── TEXT PASSAGE
Have you ever felt called to something? To someone? Somewhere? Have you ever experienced that pain when it all falls apart?
Earlier this year I travelled out to South Africa to lead a multicultural team on an ICS trip, I went because I was called. I believed, and still do, that God was sending me to do mission work abroad. I had a heart for social justice and after praying about it for months, decided South Africa was where I needed to go. I got on the plane full of confidence that I was doing the right thing, God was in it, so how could it not be? The first two weeks were great and I was so excited for what lay ahead. What followed, however, was the hardest, most painful three months of my life, and I returned to the UK in pieces. I couldn’t understand how my loving God could have sent me somewhere so difficult, I went because he called, and it hurt. If I’m honest, it still hurts. My faith in God had grown stronger whilst I was away but as I tried to adjust back to normal life, with the weight of it all on top of me, I began to feel abandoned. Why had he sent me there? Why did I have to experience something so painful? And what was I supposed to do now?
After burning through my savings with the attempt of retail therapy, I took up some part time work as I tried to figure out my next move. Nearly three months after I returned I was balancing on a knife edge, about to fall. I was alone in the dark desperately trying to keep a flame going. I was due to go to HTB Focus with Tearfund for a week, but I couldn’t imagine anything worse. Even though I had previously loved attending the festival, the idea of being surrounded by worship filled me with dread. There was a moment the day before I was due to leave and I felt my heart crumble. I didn’t want to follow God’s plan anymore, I wanted out.
But I went. I had made a commitment to be there and I wanted to see that through.
On the second day of being there I found out I didn’t get the job I so desperately wanted and felt more lost than ever. I begrudgingly went and sat at the the back of the evening talk, seeking the escape from the cold rather than anything else.
────
── DATA UNDER STUDY
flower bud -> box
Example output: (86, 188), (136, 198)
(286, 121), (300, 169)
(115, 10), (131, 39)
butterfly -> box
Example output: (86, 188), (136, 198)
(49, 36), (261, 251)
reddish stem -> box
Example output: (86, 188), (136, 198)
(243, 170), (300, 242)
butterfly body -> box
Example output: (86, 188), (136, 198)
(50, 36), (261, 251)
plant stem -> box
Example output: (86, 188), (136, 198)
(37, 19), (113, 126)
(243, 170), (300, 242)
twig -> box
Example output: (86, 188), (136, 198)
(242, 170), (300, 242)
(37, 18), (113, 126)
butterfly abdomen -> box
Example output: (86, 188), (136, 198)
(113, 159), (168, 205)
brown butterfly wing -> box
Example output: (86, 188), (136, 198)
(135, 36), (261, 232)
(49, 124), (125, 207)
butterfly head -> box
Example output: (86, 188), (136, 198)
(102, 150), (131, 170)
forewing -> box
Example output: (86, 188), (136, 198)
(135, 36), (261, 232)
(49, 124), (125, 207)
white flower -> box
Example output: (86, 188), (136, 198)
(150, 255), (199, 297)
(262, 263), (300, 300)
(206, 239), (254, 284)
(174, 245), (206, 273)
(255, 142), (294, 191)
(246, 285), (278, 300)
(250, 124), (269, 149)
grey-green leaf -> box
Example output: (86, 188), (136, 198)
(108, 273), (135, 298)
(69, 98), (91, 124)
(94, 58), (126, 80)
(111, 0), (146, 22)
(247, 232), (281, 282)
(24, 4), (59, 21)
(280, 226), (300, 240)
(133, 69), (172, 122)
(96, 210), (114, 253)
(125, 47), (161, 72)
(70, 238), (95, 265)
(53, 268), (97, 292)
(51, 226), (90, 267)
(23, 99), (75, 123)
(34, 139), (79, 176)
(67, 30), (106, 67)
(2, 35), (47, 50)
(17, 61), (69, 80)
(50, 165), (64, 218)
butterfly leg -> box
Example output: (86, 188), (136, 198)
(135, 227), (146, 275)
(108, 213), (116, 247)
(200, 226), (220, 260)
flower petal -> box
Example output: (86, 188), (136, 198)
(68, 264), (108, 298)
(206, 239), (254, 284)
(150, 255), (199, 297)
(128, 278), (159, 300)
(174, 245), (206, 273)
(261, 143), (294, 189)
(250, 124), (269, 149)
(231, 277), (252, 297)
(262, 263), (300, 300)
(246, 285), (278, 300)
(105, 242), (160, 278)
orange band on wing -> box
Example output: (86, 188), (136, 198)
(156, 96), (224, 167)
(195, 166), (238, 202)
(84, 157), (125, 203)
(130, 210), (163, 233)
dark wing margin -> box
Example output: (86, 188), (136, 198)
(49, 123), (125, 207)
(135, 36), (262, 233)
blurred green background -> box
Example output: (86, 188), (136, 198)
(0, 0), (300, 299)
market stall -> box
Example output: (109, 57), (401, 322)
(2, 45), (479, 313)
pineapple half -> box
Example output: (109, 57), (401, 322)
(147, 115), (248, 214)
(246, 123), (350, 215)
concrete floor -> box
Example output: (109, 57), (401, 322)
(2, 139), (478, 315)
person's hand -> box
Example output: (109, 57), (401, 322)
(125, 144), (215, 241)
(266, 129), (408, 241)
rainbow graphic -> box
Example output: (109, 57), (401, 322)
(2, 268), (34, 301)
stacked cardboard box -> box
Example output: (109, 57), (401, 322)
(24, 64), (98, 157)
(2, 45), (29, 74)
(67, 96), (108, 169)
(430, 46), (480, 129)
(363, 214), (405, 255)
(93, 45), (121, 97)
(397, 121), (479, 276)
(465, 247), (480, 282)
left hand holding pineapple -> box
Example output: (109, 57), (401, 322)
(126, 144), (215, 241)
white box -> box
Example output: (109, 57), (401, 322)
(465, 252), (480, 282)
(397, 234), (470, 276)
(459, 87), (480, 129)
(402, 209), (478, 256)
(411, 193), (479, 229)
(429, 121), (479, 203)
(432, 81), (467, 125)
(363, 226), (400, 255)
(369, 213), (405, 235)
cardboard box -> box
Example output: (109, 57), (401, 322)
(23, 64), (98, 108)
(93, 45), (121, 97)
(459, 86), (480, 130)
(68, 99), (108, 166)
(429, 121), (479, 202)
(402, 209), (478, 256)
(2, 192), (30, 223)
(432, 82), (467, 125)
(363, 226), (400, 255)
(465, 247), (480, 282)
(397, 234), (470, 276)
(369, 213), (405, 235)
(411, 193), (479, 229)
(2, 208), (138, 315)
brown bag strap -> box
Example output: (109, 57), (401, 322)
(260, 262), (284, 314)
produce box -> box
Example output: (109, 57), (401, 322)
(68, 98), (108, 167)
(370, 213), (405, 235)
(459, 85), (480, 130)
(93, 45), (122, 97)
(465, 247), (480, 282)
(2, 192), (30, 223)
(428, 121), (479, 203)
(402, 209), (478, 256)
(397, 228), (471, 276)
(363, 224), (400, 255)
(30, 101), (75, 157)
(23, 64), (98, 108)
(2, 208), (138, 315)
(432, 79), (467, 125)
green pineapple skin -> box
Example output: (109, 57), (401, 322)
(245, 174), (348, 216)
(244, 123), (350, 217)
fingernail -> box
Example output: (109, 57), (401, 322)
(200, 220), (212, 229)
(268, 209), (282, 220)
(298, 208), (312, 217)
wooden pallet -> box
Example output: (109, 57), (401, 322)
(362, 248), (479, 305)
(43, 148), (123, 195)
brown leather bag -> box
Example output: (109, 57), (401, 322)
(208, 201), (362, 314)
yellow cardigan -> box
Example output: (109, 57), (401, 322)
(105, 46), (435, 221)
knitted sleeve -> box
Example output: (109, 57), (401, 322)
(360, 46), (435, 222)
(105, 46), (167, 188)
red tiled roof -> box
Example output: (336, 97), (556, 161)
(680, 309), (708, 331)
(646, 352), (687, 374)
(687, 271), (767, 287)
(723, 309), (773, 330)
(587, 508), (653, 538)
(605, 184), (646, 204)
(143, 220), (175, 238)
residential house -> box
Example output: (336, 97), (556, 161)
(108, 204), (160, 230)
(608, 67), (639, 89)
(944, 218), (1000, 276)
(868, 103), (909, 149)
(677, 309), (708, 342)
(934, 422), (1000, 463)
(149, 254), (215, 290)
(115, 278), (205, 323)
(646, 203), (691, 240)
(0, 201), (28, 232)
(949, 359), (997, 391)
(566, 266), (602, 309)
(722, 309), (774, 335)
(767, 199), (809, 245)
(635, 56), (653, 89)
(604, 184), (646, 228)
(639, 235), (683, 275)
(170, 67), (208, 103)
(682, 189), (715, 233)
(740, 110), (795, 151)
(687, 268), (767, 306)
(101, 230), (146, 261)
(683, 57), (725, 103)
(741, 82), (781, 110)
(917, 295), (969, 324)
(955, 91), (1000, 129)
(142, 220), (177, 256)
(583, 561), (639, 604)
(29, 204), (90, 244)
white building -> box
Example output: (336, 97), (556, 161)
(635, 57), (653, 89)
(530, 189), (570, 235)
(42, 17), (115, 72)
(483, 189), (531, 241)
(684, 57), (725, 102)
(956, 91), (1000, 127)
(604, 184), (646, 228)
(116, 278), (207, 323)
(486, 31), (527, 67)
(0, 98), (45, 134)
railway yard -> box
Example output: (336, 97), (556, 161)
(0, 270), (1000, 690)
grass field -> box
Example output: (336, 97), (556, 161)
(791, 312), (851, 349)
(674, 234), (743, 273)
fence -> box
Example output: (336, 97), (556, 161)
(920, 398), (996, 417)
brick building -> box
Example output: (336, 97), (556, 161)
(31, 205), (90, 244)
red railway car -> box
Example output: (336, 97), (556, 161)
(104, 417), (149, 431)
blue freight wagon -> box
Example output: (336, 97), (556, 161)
────
WHAT NEEDS TO BE DONE ▸
In the account of the South Africa trip, which festival was the writer due to attend with Tearfund? The lines are separate material, unrelated to the text.

OUTPUT ▸
HTB Focus